- PAGE TEXT -
[Start of Attachment]

I add a Vitamin C-based evening serum ($200) that makes me feel like a kid eating sticky mandarins. And there’s an oatmeal “milkfoliant” I use every third day that refines my pores like nothing I’ve experienced before. It also costs $133 for 74g. (Have I recently blitzed supermarket porridge in a blender? Watch this space and please don’t tell Bianka or the beauty editor).
Three months and $2250 - the results are in, was it worth it?
In 2024, we’re all trying to be more resilient. Finally, I have the face to match the buzzword. Bianka deems my skin sufficiently strengthened and desensitised to cope with products that will target an oily tone and enlarged pores. She adds a slow-release retinol clearing oil (that includes salicylic acid) to my home care regime. It’s a $180 quadruple-whammy, aimed at fine lines, wrinkles, hyperpigmentation and active breakouts. When it bleeps its first blemish overnight I think of that insecure teenager with her first pimple. How far has my face come?
My third and final session was, at my request, going to include dermaplaning - a beauty industry euphemism for a close shave of the fine facial hair I’m increasingly self-conscious about. At the last minute, I say no. I’m reassured the hair does not grow back darker or thicker but removing it feels conformative. It’s enough to deal to my legs and underarms. The patriarchy can learn to live with my peach fuzz.
I am, however, totally there for the OxyGlow treatment in which Bianka will use an oxygen infusion tool to push a rejuvenating serum into my skin. In the background, a machine emits a rhythmic whoosh. My face is on life support - and I think it’s working.

[End of Attachment]

- RECORDS SUPPLIED -
[Start of Attachment]

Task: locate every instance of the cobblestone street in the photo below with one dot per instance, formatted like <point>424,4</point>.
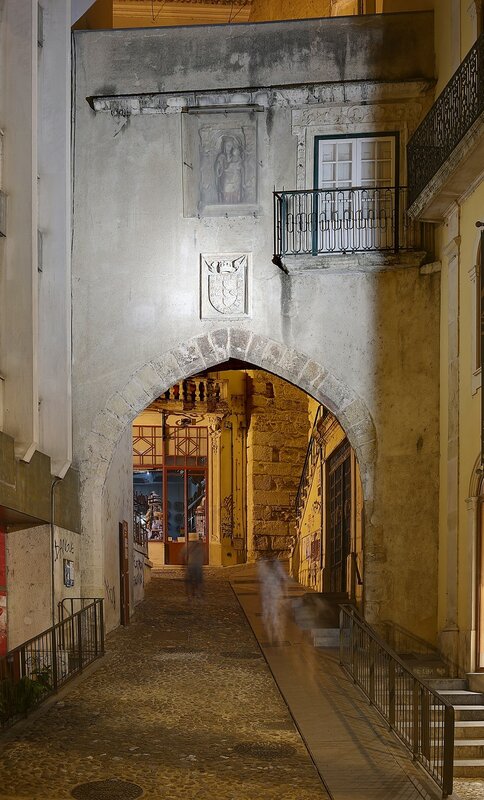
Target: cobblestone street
<point>184,706</point>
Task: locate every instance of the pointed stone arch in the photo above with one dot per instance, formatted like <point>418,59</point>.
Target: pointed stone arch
<point>198,354</point>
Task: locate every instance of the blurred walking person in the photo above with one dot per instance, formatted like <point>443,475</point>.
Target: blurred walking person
<point>273,581</point>
<point>193,555</point>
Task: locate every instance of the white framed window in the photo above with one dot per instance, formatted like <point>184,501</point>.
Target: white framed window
<point>362,161</point>
<point>358,203</point>
<point>474,274</point>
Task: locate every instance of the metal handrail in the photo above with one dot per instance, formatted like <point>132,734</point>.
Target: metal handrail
<point>346,220</point>
<point>37,668</point>
<point>455,110</point>
<point>307,460</point>
<point>418,715</point>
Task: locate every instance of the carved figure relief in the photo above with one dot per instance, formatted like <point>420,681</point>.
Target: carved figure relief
<point>227,166</point>
<point>229,171</point>
<point>225,286</point>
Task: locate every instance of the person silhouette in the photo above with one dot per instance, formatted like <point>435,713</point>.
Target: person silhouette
<point>273,581</point>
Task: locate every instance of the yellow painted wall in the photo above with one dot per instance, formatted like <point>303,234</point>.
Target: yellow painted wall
<point>471,210</point>
<point>265,10</point>
<point>455,34</point>
<point>262,10</point>
<point>309,564</point>
<point>98,17</point>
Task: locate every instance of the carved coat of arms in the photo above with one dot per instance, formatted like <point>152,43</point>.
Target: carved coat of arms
<point>226,285</point>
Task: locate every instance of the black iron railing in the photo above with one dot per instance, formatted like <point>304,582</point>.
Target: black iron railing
<point>34,670</point>
<point>309,463</point>
<point>352,220</point>
<point>454,112</point>
<point>140,529</point>
<point>419,716</point>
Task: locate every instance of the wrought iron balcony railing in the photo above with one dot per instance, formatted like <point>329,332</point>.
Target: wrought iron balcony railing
<point>352,220</point>
<point>421,718</point>
<point>454,112</point>
<point>36,669</point>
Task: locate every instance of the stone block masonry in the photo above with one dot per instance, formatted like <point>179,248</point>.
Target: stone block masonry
<point>276,450</point>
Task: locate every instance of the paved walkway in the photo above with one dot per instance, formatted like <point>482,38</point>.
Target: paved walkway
<point>184,706</point>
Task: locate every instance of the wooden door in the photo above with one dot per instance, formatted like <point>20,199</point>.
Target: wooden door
<point>339,521</point>
<point>124,572</point>
<point>3,593</point>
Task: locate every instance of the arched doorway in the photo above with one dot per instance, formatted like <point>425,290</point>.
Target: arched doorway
<point>155,378</point>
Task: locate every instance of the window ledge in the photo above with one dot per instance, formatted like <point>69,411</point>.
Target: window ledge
<point>353,262</point>
<point>476,380</point>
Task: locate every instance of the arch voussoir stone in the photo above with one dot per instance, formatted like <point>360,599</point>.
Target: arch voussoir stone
<point>211,353</point>
<point>200,353</point>
<point>189,358</point>
<point>135,394</point>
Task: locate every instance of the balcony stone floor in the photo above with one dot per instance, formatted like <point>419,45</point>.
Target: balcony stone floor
<point>190,702</point>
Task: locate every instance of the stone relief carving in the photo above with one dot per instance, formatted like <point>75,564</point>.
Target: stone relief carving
<point>351,114</point>
<point>224,286</point>
<point>227,160</point>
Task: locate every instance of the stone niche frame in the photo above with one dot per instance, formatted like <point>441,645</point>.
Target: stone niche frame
<point>220,175</point>
<point>225,285</point>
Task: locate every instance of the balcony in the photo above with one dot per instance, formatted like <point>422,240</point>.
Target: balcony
<point>346,221</point>
<point>446,152</point>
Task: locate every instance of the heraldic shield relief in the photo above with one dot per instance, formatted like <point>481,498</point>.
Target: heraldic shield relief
<point>225,285</point>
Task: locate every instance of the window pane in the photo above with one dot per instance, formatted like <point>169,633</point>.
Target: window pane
<point>384,149</point>
<point>176,505</point>
<point>344,172</point>
<point>345,151</point>
<point>148,500</point>
<point>384,171</point>
<point>328,173</point>
<point>367,171</point>
<point>328,151</point>
<point>196,490</point>
<point>367,149</point>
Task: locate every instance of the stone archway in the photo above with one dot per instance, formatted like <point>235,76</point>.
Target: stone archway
<point>197,354</point>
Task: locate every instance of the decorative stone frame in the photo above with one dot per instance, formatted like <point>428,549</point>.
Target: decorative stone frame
<point>350,119</point>
<point>205,132</point>
<point>476,378</point>
<point>198,354</point>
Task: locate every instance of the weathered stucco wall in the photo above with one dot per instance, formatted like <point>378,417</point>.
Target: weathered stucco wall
<point>29,570</point>
<point>117,506</point>
<point>151,237</point>
<point>277,440</point>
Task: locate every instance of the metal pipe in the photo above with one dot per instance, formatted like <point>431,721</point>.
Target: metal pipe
<point>52,548</point>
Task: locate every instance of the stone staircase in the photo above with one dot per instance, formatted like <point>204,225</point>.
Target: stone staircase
<point>469,724</point>
<point>317,613</point>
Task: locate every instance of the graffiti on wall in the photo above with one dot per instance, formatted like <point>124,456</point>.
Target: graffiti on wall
<point>62,547</point>
<point>110,592</point>
<point>227,517</point>
<point>138,579</point>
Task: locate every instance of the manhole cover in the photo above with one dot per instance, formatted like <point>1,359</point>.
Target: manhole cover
<point>111,789</point>
<point>265,749</point>
<point>234,654</point>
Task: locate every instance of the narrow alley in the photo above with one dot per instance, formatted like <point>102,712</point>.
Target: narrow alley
<point>184,706</point>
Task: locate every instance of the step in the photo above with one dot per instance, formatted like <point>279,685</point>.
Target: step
<point>447,684</point>
<point>469,729</point>
<point>469,712</point>
<point>462,697</point>
<point>468,748</point>
<point>325,637</point>
<point>469,768</point>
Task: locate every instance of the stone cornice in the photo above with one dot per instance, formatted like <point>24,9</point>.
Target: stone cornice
<point>450,183</point>
<point>357,262</point>
<point>394,100</point>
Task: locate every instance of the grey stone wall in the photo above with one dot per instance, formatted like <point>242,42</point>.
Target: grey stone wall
<point>170,278</point>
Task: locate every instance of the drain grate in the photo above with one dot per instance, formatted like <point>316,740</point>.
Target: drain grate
<point>265,749</point>
<point>241,655</point>
<point>111,789</point>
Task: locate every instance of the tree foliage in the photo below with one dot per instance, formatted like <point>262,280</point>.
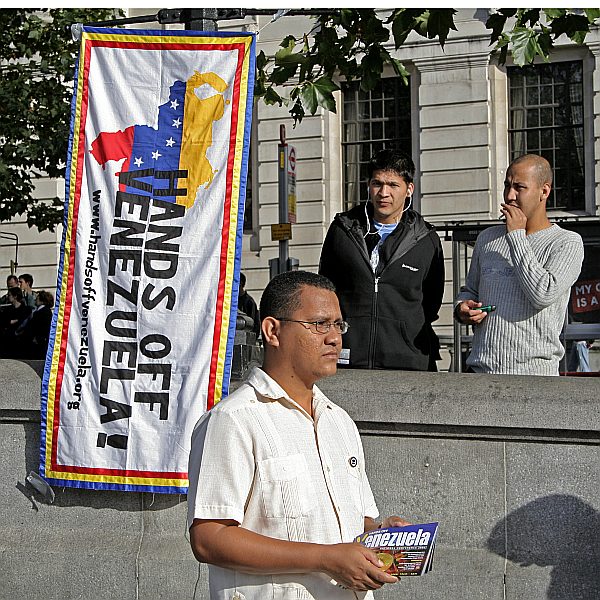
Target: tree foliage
<point>37,59</point>
<point>354,44</point>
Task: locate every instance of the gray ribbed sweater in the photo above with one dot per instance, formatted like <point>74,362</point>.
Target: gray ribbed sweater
<point>528,278</point>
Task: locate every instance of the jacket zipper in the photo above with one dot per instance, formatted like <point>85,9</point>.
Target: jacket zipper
<point>373,325</point>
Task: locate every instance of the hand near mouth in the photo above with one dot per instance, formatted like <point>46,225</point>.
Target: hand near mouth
<point>515,217</point>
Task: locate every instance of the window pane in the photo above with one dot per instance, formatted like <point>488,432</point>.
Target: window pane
<point>548,120</point>
<point>380,119</point>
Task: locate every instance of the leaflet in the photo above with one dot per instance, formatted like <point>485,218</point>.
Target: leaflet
<point>403,550</point>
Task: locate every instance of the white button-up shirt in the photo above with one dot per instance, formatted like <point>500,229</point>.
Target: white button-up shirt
<point>259,458</point>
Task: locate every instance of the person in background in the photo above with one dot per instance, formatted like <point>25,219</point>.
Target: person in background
<point>278,489</point>
<point>26,285</point>
<point>525,269</point>
<point>248,306</point>
<point>33,333</point>
<point>11,281</point>
<point>387,265</point>
<point>12,318</point>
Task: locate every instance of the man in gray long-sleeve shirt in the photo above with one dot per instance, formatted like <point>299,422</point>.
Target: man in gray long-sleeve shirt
<point>525,269</point>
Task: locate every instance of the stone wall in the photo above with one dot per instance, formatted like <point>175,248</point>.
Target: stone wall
<point>509,466</point>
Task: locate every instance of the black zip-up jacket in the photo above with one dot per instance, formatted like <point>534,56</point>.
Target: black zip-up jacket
<point>389,312</point>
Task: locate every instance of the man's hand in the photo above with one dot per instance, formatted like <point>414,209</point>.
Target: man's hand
<point>515,217</point>
<point>354,567</point>
<point>394,522</point>
<point>468,312</point>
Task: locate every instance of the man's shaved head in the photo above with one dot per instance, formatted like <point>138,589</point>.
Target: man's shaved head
<point>542,168</point>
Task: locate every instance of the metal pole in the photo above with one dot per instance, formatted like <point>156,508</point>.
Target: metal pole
<point>283,197</point>
<point>457,358</point>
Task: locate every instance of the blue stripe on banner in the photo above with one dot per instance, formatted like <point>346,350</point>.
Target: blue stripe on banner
<point>240,223</point>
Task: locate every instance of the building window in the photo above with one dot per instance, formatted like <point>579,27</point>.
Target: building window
<point>251,202</point>
<point>546,118</point>
<point>372,121</point>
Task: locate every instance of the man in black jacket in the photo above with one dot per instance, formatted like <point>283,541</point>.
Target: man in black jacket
<point>387,265</point>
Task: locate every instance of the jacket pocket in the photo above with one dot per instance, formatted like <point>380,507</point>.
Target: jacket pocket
<point>284,485</point>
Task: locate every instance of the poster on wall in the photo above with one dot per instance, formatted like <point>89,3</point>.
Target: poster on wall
<point>142,335</point>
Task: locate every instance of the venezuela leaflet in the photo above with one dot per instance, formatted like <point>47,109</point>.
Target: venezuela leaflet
<point>403,550</point>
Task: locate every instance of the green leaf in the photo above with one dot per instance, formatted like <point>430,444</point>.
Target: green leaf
<point>288,42</point>
<point>400,70</point>
<point>281,75</point>
<point>554,13</point>
<point>496,23</point>
<point>308,95</point>
<point>261,60</point>
<point>524,46</point>
<point>272,97</point>
<point>318,93</point>
<point>592,14</point>
<point>439,23</point>
<point>570,24</point>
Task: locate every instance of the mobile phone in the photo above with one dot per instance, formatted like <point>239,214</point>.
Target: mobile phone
<point>488,308</point>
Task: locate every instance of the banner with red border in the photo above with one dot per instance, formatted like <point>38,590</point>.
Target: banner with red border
<point>142,335</point>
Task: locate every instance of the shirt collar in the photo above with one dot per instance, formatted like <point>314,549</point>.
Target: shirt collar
<point>266,386</point>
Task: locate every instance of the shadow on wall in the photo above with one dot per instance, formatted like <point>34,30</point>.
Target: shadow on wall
<point>559,531</point>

[End of Attachment]

- EXERCISE PROMPT -
Output the skincare text verbatim from "I add a Vitamin" to "it worth it?". These records come from a different source.

- RESPONSE BOX -
I add a Vitamin C-based evening serum ($200) that makes me feel like a kid eating sticky mandarins. And there’s an oatmeal “milkfoliant” I use every third day that refines my pores like nothing I’ve experienced before. It also costs $133 for 74g. (Have I recently blitzed supermarket porridge in a blender? Watch this space and please don’t tell Bianka or the beauty editor).
Three months and $2250 - the results are in, was it worth it?